= Beginning of Section =

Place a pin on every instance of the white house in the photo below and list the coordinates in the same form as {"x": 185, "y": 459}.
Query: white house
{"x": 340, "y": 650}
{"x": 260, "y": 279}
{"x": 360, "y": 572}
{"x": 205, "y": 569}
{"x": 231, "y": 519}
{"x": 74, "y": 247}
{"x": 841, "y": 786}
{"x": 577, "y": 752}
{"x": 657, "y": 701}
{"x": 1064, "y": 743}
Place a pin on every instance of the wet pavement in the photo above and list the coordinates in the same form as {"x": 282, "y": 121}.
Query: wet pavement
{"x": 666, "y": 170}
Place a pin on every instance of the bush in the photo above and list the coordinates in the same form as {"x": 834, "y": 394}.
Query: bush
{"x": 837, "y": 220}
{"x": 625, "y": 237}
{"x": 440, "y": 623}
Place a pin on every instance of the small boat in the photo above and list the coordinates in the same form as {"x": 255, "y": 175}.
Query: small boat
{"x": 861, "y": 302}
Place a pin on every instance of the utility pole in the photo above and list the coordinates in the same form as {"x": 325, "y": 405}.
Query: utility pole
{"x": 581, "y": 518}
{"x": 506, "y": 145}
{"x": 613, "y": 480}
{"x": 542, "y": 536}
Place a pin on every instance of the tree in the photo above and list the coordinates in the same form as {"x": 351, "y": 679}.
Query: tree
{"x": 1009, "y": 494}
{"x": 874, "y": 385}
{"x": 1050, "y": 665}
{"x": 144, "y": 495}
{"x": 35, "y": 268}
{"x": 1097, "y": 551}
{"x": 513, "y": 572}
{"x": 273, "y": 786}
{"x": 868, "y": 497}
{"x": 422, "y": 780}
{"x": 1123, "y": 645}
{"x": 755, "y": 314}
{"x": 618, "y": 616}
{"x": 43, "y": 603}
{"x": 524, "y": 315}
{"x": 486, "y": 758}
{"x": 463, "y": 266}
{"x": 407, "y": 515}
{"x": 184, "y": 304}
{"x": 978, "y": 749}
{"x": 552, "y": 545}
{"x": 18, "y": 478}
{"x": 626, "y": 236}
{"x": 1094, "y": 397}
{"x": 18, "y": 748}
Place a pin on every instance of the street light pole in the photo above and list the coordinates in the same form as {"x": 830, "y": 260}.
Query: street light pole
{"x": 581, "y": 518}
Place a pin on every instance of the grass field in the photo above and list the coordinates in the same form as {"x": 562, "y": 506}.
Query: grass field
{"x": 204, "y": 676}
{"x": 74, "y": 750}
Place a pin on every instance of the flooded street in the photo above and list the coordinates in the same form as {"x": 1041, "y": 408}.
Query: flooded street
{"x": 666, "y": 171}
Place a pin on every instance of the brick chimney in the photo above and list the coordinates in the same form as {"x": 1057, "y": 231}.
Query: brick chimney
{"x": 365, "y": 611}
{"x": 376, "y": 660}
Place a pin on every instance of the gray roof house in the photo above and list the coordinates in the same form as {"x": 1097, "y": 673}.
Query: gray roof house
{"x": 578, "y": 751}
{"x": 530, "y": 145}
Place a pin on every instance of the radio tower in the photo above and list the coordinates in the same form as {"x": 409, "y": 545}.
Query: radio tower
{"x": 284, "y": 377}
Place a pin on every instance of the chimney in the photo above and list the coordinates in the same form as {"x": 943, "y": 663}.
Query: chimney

= End of Section =

▸ **AIM OF THE EXERCISE**: In the entries above, find the line holding "Place a pin on every instance of the grass" and the line holding "Place a pin on every instance of the radio"; print both of them and every line between, exactly, and nothing else.

▸ **TASK SOLUTION**:
Place a pin on every instance of the grass field in the photo above and list the coordinates in the same form as {"x": 562, "y": 506}.
Query: grass field
{"x": 204, "y": 676}
{"x": 74, "y": 750}
Place a pin on every instance of the flooded street in the photo above and list the coordinates in the same form as {"x": 1041, "y": 408}.
Query: flooded street
{"x": 666, "y": 171}
Place a pin on every instance of the brick chimney in the photo above and list the coordinates in the same form as {"x": 1057, "y": 231}.
Query: brick chimney
{"x": 365, "y": 611}
{"x": 376, "y": 660}
Place a pin on every instance of the gray roof house in the photo above and list the coordinates in the same form as {"x": 1097, "y": 673}.
Query: gray roof house
{"x": 578, "y": 751}
{"x": 530, "y": 145}
Place a pin on every instance of the radio tower in the photo above and list the coordinates in the same form as {"x": 409, "y": 545}.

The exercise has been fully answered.